Written task:
Make an exact copy of the lines below.

********

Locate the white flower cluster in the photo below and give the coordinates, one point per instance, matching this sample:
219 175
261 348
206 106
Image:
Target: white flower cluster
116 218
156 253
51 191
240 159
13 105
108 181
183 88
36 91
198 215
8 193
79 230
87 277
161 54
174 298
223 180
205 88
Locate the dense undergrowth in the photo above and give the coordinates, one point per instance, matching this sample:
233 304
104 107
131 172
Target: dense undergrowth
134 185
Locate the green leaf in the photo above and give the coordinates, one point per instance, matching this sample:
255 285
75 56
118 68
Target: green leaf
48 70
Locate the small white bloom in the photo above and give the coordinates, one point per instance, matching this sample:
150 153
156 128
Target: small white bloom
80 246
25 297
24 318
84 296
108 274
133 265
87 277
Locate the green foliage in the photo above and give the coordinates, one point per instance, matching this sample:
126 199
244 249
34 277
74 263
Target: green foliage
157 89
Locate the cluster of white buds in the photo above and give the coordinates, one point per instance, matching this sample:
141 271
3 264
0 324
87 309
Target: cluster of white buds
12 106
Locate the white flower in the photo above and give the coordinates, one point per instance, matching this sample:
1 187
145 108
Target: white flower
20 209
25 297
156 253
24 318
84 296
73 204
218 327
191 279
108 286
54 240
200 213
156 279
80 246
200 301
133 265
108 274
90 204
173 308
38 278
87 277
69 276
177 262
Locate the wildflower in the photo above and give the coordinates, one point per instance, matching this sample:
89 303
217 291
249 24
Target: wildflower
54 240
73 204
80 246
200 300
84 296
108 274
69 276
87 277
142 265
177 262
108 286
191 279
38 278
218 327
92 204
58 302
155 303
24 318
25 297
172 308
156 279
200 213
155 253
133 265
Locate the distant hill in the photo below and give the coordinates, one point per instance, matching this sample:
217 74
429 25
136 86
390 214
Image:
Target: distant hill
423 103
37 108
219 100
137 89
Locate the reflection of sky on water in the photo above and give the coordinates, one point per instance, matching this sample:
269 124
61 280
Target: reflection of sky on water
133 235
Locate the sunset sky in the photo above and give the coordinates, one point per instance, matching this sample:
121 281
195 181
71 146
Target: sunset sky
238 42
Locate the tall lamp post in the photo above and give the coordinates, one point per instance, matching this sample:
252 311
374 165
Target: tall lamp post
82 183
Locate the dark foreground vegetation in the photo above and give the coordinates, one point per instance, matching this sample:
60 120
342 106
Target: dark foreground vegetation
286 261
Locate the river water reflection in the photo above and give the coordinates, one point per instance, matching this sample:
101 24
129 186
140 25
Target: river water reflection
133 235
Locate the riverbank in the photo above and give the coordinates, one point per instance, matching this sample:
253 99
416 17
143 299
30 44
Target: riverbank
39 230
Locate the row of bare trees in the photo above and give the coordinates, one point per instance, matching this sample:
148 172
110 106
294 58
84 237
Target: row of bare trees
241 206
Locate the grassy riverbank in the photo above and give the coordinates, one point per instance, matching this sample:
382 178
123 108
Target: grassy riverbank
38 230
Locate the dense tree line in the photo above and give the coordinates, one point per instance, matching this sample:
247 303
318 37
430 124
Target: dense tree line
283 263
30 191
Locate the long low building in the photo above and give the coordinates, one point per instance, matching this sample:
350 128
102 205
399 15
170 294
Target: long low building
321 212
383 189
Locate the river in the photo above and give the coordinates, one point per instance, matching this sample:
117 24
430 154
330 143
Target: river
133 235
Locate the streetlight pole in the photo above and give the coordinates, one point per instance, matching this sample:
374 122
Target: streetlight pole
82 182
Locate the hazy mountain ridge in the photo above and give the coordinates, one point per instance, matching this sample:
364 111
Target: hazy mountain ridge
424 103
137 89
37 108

********

Answer to this problem:
Locate the white flower cluster in the photo below and give the coordinates, one point per instance, matching this sample:
219 175
261 348
206 106
Image:
Target: white flower cluster
116 218
156 253
51 191
240 159
13 105
108 181
183 88
36 91
198 215
8 193
79 230
87 277
161 54
174 298
223 180
205 88
Locate the dense undergrowth in the photo above and give the coordinates, one point per instance, matching this sample:
233 304
104 107
131 172
Target: dense undergrowth
134 185
Locate the green leaf in the photo above and give the coordinates, one point per instance, matching this sample:
255 285
75 56
118 68
Target: green leaf
48 70
Locate the small white bloom in the photo above and give the coordinates, one point per instance, matching this sample:
150 153
156 128
Target: small white bloom
80 246
25 297
24 318
84 296
108 274
133 265
87 277
Locate the green foliage in the photo above and give the coordinates, one point per instance, matching this sample:
126 199
244 249
34 277
74 263
Target: green foliage
157 89
Locate the cluster of white buds in the photo above and give the coordinates, one point per instance, matching this sample:
141 271
3 264
0 324
87 309
Target: cluster of white buds
12 106
Locate the white flower in the photo above and give the coordinates, one point per instance, matching this sample:
1 187
145 108
Target: white flower
20 209
25 297
156 253
24 318
84 296
73 204
218 327
191 279
108 286
54 240
200 213
156 279
80 246
200 301
133 265
108 274
90 204
173 308
38 278
87 277
69 276
177 262
Locate the wildflower in the photo above and give the coordinates, one point per instance, matching this sample:
89 303
217 291
249 24
Target: wildflower
54 240
73 204
80 246
200 300
84 296
108 274
69 276
87 277
142 265
177 262
108 286
191 279
38 278
218 327
92 204
58 302
155 303
24 318
25 297
172 308
156 279
200 213
155 253
133 265
Locate the distant hill in the photo below and give the coordinates, one point per instance, matching this sample:
217 74
429 25
136 86
390 214
Image:
Target: distant hill
423 103
37 108
219 100
137 89
Locate the reflection of sky on water in the photo above and give the coordinates, one point per instance, matching this sample:
269 124
61 280
Target: reflection of sky on water
133 235
Locate the sunset sky in the photo above and give the coordinates, one point per instance, matching this sample:
121 281
195 181
71 146
Target: sunset sky
238 42
Locate the tall lamp post in the photo above and give the coordinates, one point per instance, matching this sample:
252 311
374 165
Target: tall lamp post
82 183
Locate the dark foreground vegetation in the photo above and give the coordinates, one point per instance, matching this sample:
60 120
342 106
Target: dark foreground vegetation
286 261
Locate the river water reflection in the photo above and give the coordinates, one point per instance, matching this sample:
101 24
129 186
140 25
Target: river water reflection
133 235
Locate the riverbank in the photo above and give the coordinates, one point per instance, matching this sample:
253 99
416 17
143 299
30 44
Target: riverbank
39 230
Locate the row of bare trees in the photo above and give the coordinates, one point per instance, matching this sample:
148 172
110 106
294 58
84 237
Target: row of bare trees
241 206
Locate the grassy riverbank in the photo above and give the coordinates, one point per instance, matching this sample:
382 178
123 108
Target: grassy riverbank
38 230
Locate the dense tree line in the photo above and give the coordinates, one point per instance, matching this sample:
247 303
318 37
430 124
Target: dense tree line
283 263
30 191
Locate the long low building in the photo above and give the coordinates, one point per instance, matching this sample:
350 128
102 205
399 15
170 294
Target: long low building
321 212
383 189
Locate the river in the photo above and give the coordinates, one point per instance, matching this sample:
117 24
430 154
330 143
Target: river
133 235
Locate the streetlight pole in the photo above and give the coordinates, one point per instance, matching this sample:
374 122
Target: streetlight pole
82 182
Locate the hazy mountain ridge in the photo above and give the coordinates, one point per instance, matching this sample:
364 111
Target: hazy mountain ridge
424 103
137 89
37 108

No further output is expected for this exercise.